**Travail demandé:**
**1)** Dans l’extrait sur la décision du ministre, reprenez le passage qui commence à "En quoi consistent" et se termine à "[2008] A.C.F. n° 301.", en substituant "note de synthèse" à "note d’information".
**2)** Poursuivez l’extrait sur la décision du ministre à partir de sa dernière phrase.

**Texte extrait:**
..........

En quoi consistent les motifs de la décision?

[17]           Le ministre disposait d’une note d’information rédigée par le président de l’ASFC. La note se terminait par une page à son intention, où il pouvait indiquer sa décision – approbation ou rejet – outre un endroit réservé pour sa signature. Le ministre n’a pas exposé de motifs distincts autres que ceux de la note d’information. Dans ces conditions, la note d’information constitue les motifs du ministre : décisions Miller, précitée, et Kanaan c. Canada (Ministre de la Citoyenneté et de l’Immigration), [2008] A.C.F. n° 301.

 

Le ministre a‑t‑il omis de tenir convenablement compte de l’« intérêt national »?

[18]           Le demandeur dit que les motifs du ministre présentent des lacunes parce qu’ils n’abordent pas les facteurs principaux qui intéressent la question de savoir si son admission au Canada serait préjudiciable à l’intérêt national. Il signale les lignes directrices du guide intitulé « Évaluation de l’interdiction de territoire » (ENF 2/OP 18), qui furent examinées par la juge Dawson dans la décision Naeem c. Canada (Ministre de la Citoyenneté et de l’Immigration), précitée. La juge Dawson faisait observer que, même si ces lignes directrices n’ont pas force de loi, elles sont une indication de ce qui constitue une interprétation raisonnable du pouvoir ministériel :

[…] les lignes directrices du ministre sont censées indiquer la marche à suivre au fonctionnaire chargé de rédiger le mémoire et la recommandation qu’il présentera au ministre. Comme l’expliquait la Cour suprême dans l’arrêt Suresh c. Canada (Ministre de la Citoyenneté et de l’Immigration), [2002] 1 R.C.S. 3, au paragraphe 36, son examen du pouvoir discrétionnaire du ministre dans l’arrêt Baker c. Canada (Ministre de la Citoyenneté et de l’Immigration), [1999] 2 R.C.S. 817, était fondé sur le fait que les fonctionnaires du ministre ne s’étaient pas conformés aux lignes directrices ministérielles. Dans l’arrêt Baker, au paragraphe 72, la Cour suprême qualifiait les lignes directrices ministérielles d’« indication utile de ce qui constitue une interprétation raisonnable du pouvoir » conféré par la disposition applicable de la Loi. Le « fait que cette décision était contraire aux directives est d’une grande utilité pour évaluer si la décision constituait un exercice déraisonnable » du pouvoir discrétionnaire conféré par la Loi.

..........

**Lignes du jeu de données:**
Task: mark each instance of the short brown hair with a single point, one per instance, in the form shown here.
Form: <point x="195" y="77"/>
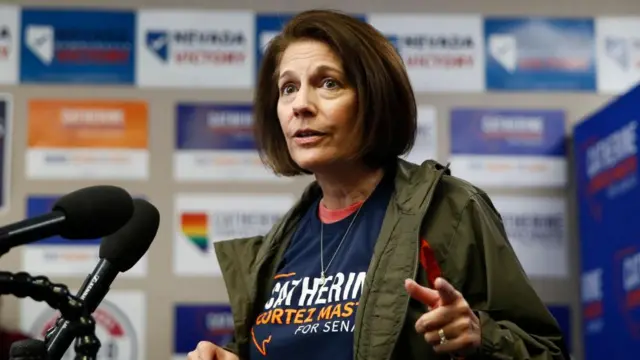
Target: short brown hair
<point x="386" y="103"/>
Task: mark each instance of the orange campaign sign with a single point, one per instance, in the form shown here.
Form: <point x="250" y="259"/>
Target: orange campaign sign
<point x="93" y="139"/>
<point x="87" y="124"/>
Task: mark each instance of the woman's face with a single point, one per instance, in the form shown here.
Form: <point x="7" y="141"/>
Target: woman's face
<point x="316" y="108"/>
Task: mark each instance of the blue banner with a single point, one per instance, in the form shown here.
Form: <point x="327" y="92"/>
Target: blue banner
<point x="531" y="54"/>
<point x="562" y="313"/>
<point x="606" y="148"/>
<point x="270" y="25"/>
<point x="195" y="323"/>
<point x="214" y="127"/>
<point x="77" y="46"/>
<point x="508" y="132"/>
<point x="267" y="27"/>
<point x="5" y="151"/>
<point x="40" y="205"/>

..........

**Résultats par tâche:**
**1)**
En quoi consistent les motifs de la décision?

[17]           Le ministre disposait d’une note de synthèse rédigée par le président de l’ASFC. La note se terminait par une page à son intention, où il pouvait indiquer sa décision – approbation ou rejet – outre un endroit réservé pour sa signature. Le ministre n’a pas exposé de motifs distincts autres que ceux de la note de synthèse. Dans ces conditions, la note de synthèse constitue les motifs du ministre : décisions Miller, précitée, et Kanaan c. Canada (Ministre de la Citoyenneté et de l’Immigration), [2008] A.C.F. n° 301.

**2)**
 

[19]           Le demandeur dit que, dans la présente affaire, les motifs du ministre montrent qu’il a en fait conclu que l’appartenance passée du demandeur à une organisation terroriste suffisait en soi à justifier une conclusion défavorable au regard de l’exercice de son pouvoir discrétionnaire. Se fondant sur un jugement de la Cour, Soe c. Canada (Ministre de la Citoyenneté et de l’Immigration), 2007 CF 461, le demandeur dit que cette approche a pour effet d’enlever toute signification au pouvoir d’appréciation conféré au ministre par le paragraphe 34(2) de la Loi. Dans la décision Soe, le juge Phelan écrivait ce qui suit :

32     La conclusion selon laquelle le ministre ne devrait pas exercer son pouvoir discrétionnaire au motif que [traduction] « le Canada ne devrait pas accueillir des individus qui se sont livrés à des actes terroristes » est plus problématique. On peut supposer que ce principe est aussi applicable lorsque l’individu nie s’être livré à un acte terroriste, mais que la preuve le confirme. C’est le fait de commettre l’acte terroriste qui est à la base du refus d’exercer le pouvoir discrétionnaire du ministre, et non le fait d’admettre avoir commis l’acte.

 

33     La note d’information indique ensuite qu’il n’y a aucune raison impérieuse d’accorder au demandeur la qualité de personne à protéger ou le statut de résident permanent. On a principalement examiné des facteurs qui sont étroitement liés à la société canadienne, tels que l’emploi et les membres de la famille du demandeur qui se trouvent déjà au Canada.

 

34     Le problème en ce qui concerne cette analyse est qu’elle rend tout exercice du pouvoir discrétionnaire inutile, car cela revient à dire qu’un individu qui a commis un acte mentionné au paragraphe 34(1) ne peut demander au ministre d’exercer son pouvoir discrétionnaire du fait qu’il a commis l’acte même qui confère au ministre la compétence pour exercer son pouvoir prévu au paragraphe 34(2).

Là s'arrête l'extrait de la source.